*** ARTICLE
So we have laid out, laid out what has occurred here. You heard from the White House counsel. I just read the statement from his lawyer and, again, you know, we take this very seriously and the president does as well.

REPORTER: When will the White House release a log of visitors to the Wilmington house?

JEAN-PIERRE: You know, Peter, you've asked this question or your colleagues have asked this question before. Let's not forget what we did here in this White House. We instituted something that the last administration got rid of, which is putting out the White House -- putting -- making sure there was a White House log, extensive White House log --

REPORTER: The Wilmington house where there is potentially unsecured classified material.

JEAN-PIERRE: Again -- again -- again, I'm telling you, we did something that the last administration got rid of which is instituting the White House log. Did you ask the last administration why they got rid of the White House logs?

Oh, let's go. Well, Fox did.

Go ahead, go ahead.

REPORTER: Delaware and the president's --

JEAN-PIERRE: I was calling the gentleman who wanted to ask a question not related to this.

REPORTER: I know I'm a little behind the news cycle. I want to go back to yesterday's op-ed from the president on the tech relation. In Washington state, we got the chair of the both Senate and the House Commerce Committee, and Congresswoman McMorris-Rodgers said let's do it, let's put forward this bill that passed for committee almost unanimously last congress, the Data Privacy Protection Act.

JAKE TAPPER, CNN HOST: All right. As the White House continues to field questions, we saw the subject change. We will come back if we need to. We've been watching this briefing from White House Press Secretary Jean-Pierre. She's faced with this barrage of questions giving few actual answers after this major development in the investigation into President Biden's handling of classified documents.

I'm Jake Tapper. This is THE LEAD.

This afternoon, Attorney General Merrick Garland announced he has appointed Robert Hur as a special counsel in this case. Hur is a D.C. lawyer right now. He previously served as a U.S. attorney in Maryland until 2021. He had been appointed by President Trump, the previous administration.

The announcement from Garland came just a few hours after the White House announced classified records had also been found at President Biden's home in Wilmington, Delaware, including some in his garage. This discovery was in addition to the classified records that had been found at Biden's private office in Washington, D.C., as Phil Mattingly reports for us now, the White House says it is confident the documents were, quote, inadvertently misplaced.

(BEGIN VIDEOTAPE)

MERRICK GARLAND, ATTORNEY GENERAL: I'm here today to announce the appointment of Robert Hur as a special counsel.
******
*** RECORDS SUPPLIED
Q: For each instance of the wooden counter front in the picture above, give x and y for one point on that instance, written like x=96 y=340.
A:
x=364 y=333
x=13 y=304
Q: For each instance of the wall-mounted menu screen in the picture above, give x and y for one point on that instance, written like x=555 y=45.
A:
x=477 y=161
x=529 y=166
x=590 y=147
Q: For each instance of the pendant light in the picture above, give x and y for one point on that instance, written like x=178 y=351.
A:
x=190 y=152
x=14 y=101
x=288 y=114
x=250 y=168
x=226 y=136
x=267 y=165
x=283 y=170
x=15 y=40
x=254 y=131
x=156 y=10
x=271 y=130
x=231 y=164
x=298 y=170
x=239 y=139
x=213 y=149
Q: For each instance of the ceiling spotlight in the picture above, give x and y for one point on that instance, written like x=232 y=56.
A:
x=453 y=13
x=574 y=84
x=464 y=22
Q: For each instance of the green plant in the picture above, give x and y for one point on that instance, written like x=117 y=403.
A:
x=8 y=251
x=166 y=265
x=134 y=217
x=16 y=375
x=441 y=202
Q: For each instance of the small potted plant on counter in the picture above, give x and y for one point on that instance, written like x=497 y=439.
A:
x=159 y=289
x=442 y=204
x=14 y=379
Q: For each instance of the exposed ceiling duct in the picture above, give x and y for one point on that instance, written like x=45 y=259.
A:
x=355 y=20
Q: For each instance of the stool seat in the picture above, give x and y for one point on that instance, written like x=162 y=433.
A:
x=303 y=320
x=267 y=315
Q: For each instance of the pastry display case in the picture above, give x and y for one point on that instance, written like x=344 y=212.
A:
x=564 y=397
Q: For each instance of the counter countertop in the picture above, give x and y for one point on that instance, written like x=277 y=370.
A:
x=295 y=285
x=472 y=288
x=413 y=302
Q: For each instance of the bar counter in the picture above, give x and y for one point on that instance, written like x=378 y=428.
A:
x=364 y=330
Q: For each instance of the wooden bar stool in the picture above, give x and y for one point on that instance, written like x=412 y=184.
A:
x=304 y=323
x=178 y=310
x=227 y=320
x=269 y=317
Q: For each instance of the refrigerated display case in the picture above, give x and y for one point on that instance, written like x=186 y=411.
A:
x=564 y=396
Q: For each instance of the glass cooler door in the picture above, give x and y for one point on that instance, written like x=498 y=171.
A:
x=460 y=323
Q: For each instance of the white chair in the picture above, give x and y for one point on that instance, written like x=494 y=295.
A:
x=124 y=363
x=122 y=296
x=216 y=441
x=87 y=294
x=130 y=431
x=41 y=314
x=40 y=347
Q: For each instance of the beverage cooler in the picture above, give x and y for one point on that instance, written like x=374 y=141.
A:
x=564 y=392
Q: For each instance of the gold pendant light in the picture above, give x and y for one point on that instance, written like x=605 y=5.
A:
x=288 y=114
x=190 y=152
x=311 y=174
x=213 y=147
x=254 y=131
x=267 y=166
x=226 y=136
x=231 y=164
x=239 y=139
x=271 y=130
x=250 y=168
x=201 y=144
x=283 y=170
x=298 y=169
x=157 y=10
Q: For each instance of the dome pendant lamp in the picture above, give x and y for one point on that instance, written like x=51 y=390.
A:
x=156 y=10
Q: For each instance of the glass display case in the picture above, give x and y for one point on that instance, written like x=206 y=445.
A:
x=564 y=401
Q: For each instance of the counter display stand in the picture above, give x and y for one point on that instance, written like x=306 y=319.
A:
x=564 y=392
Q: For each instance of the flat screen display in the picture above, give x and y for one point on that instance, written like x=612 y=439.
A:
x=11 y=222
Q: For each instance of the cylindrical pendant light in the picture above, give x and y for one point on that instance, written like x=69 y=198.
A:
******
PROBLEM A:
Answer these questions about the transcript:
(i) Whom did Attorney General Merrick Garland appoint as special counsel?
(ii) Until what year did that person serve as a U.S. attorney in Maryland?
(iii) What bill does the reporter from Washington state name?
PROBLEM B: Transcribe a passage from the transcript word for word, beginning at the words "The announcement from" and stopping after "a special counsel.".
The listing above is separate material from the transcript.

OUTPUT A:
(i) Robert Hur
(ii) 2021
(iii) The Data Privacy Protection Act

OUTPUT B:
The announcement from Garland came just a few hours after the White House announced classified records had also been found at President Biden's home in Wilmington, Delaware, including some in his garage. This discovery was in addition to the classified records that had been found at Biden's private office in Washington, D.C., as Phil Mattingly reports for us now, the White House says it is confident the documents were, quote, inadvertently misplaced.

(BEGIN VIDEOTAPE)

MERRICK GARLAND, ATTORNEY GENERAL: I'm here today to announce the appointment of Robert Hur as a special counsel.